• Image point annotation entries:
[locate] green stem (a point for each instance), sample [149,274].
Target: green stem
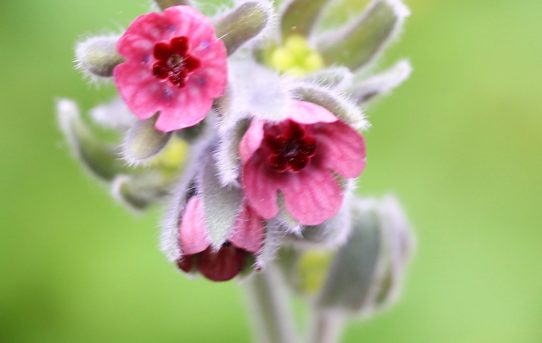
[268,302]
[326,327]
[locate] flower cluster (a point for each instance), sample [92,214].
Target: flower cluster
[248,122]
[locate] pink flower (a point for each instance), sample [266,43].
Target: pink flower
[174,64]
[300,157]
[228,261]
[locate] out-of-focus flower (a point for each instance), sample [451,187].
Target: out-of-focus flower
[232,257]
[174,64]
[300,157]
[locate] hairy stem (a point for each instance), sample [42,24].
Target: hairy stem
[269,309]
[326,327]
[163,4]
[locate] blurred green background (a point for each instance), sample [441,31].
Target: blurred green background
[460,143]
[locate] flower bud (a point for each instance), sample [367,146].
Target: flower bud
[367,272]
[243,24]
[334,102]
[98,156]
[142,142]
[300,16]
[98,56]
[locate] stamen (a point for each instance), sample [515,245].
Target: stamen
[173,63]
[289,145]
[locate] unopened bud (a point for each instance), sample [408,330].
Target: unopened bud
[367,272]
[142,142]
[243,23]
[98,56]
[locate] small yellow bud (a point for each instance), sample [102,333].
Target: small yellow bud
[312,268]
[282,59]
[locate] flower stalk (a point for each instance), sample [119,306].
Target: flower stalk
[268,304]
[249,123]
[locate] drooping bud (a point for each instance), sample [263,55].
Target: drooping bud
[361,41]
[139,191]
[367,272]
[113,115]
[142,142]
[98,56]
[244,23]
[336,103]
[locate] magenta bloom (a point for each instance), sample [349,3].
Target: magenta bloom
[300,157]
[228,261]
[174,64]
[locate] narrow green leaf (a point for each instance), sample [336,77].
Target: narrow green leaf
[143,141]
[99,157]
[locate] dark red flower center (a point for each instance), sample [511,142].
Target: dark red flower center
[290,146]
[221,265]
[173,62]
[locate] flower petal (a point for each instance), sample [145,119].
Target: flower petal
[193,233]
[139,90]
[341,148]
[222,265]
[260,186]
[189,108]
[138,41]
[248,233]
[312,195]
[305,112]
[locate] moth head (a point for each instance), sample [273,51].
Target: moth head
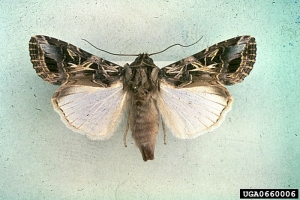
[141,76]
[143,59]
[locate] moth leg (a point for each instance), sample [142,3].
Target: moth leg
[164,130]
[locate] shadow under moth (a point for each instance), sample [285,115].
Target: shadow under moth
[188,96]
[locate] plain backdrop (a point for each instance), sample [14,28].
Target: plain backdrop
[257,146]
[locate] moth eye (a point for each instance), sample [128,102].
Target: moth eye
[134,89]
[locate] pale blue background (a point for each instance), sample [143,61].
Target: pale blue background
[257,146]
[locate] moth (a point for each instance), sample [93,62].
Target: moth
[188,96]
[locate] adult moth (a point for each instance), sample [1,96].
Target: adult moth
[188,96]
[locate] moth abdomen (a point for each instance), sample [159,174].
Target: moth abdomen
[144,124]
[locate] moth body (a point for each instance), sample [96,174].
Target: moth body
[141,82]
[189,96]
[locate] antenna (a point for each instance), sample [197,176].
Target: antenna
[121,54]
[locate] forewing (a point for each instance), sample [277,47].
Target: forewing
[95,111]
[59,62]
[227,63]
[190,112]
[192,97]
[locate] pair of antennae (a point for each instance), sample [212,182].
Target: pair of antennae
[119,54]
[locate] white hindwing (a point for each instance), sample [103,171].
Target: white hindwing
[190,112]
[95,111]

• DIRECTIONS FOR THIS TASK:
Rewrite all of the data above, changing every "Target" to "Object" and keeping everything else the same. Omit the pictures from your answer.

• TASK RESPONSE:
[locate] green stem (a point for each instance), sample [149,274].
Object: green stem
[268,302]
[326,327]
[locate] flower cluster (a point for each instance), sample [92,214].
Object: flower cluster
[248,122]
[locate] pink flower (a point for each instance), sample [266,43].
Object: pink flower
[174,64]
[300,157]
[228,261]
[locate] out-of-focus flower (a point for each instance), sample [451,187].
Object: out-of-focus flower
[232,257]
[174,64]
[300,157]
[locate] hairy stem (a point for each instance), sample [42,24].
Object: hairy stem
[269,309]
[326,327]
[163,4]
[locate] blurred green background (a point for each instance), sample [441,31].
Object: blurred green background
[460,143]
[locate] flower bud (a point for each instance), sample [367,146].
Object: flower bud
[367,272]
[243,24]
[334,102]
[98,156]
[142,142]
[300,16]
[98,56]
[locate] stamen (a point for each instance), sample [515,245].
Object: stamen
[173,63]
[289,145]
[locate] unopened bud (a point for each instance), sample [408,330].
Object: unopened bud
[367,272]
[142,142]
[243,23]
[98,56]
[locate] small yellow bud (a point for each instance), sample [102,333].
Object: small yellow bud
[312,268]
[282,59]
[locate] flower stalk (a point for each instance), sample [119,306].
Object: flower stalk
[268,304]
[249,123]
[locate] drooping bud (a point for each instance), sample [263,55].
Object: drooping bud
[361,41]
[139,191]
[367,272]
[113,115]
[142,142]
[98,56]
[244,23]
[336,103]
[locate] magenta bloom (a point for each instance), sample [349,3].
Object: magenta bloom
[300,157]
[228,261]
[174,64]
[locate] narrow green leaf (a point for each instance), sample [336,77].
Object: narrow green leaf
[143,141]
[99,157]
[locate] dark red flower center (a point for each instance), sample [511,142].
Object: dark red flower center
[290,146]
[221,265]
[173,62]
[locate] flower petal (a point for each instance), sample [145,119].
Object: flower petal
[193,233]
[139,90]
[341,148]
[222,265]
[260,186]
[189,108]
[138,41]
[248,233]
[312,195]
[305,112]
[locate] moth head (a point for each instance), sample [273,51].
Object: moth head
[141,76]
[143,59]
[locate] moth leg (a point for each instance), sample [142,3].
Object: moth leg
[164,130]
[locate] shadow under moth (a point for each instance), sample [285,115].
Object: shadow under moth
[188,96]
[locate] plain backdrop (a point for each instance), sample [14,28].
Object: plain backdrop
[257,146]
[locate] moth eye (a point for each instance), sample [128,102].
Object: moth eye
[134,89]
[locate] pale blue background (a point for each instance), sample [143,61].
Object: pale blue background
[257,146]
[locate] moth (a point for each instance), sample [93,62].
Object: moth
[188,96]
[locate] adult moth (a point for each instance), sample [1,96].
Object: adult moth
[188,96]
[locate] moth abdomen (a point for each instance), sample [159,174].
Object: moth abdomen
[144,124]
[locate] moth body (a point for each instance), sample [96,174].
Object: moth body
[141,82]
[189,96]
[locate] antenna (a point for each instance), sample [197,176].
Object: antenna
[121,54]
[locate] forewing (a point for each instance), sample [277,47].
Object: forewing
[95,111]
[59,62]
[227,63]
[190,112]
[192,97]
[locate] pair of antennae (a point for each instance), sample [212,182].
Object: pair of antennae
[119,54]
[locate] white hindwing (a point for each instance), sample [103,171].
Object: white hindwing
[190,112]
[95,111]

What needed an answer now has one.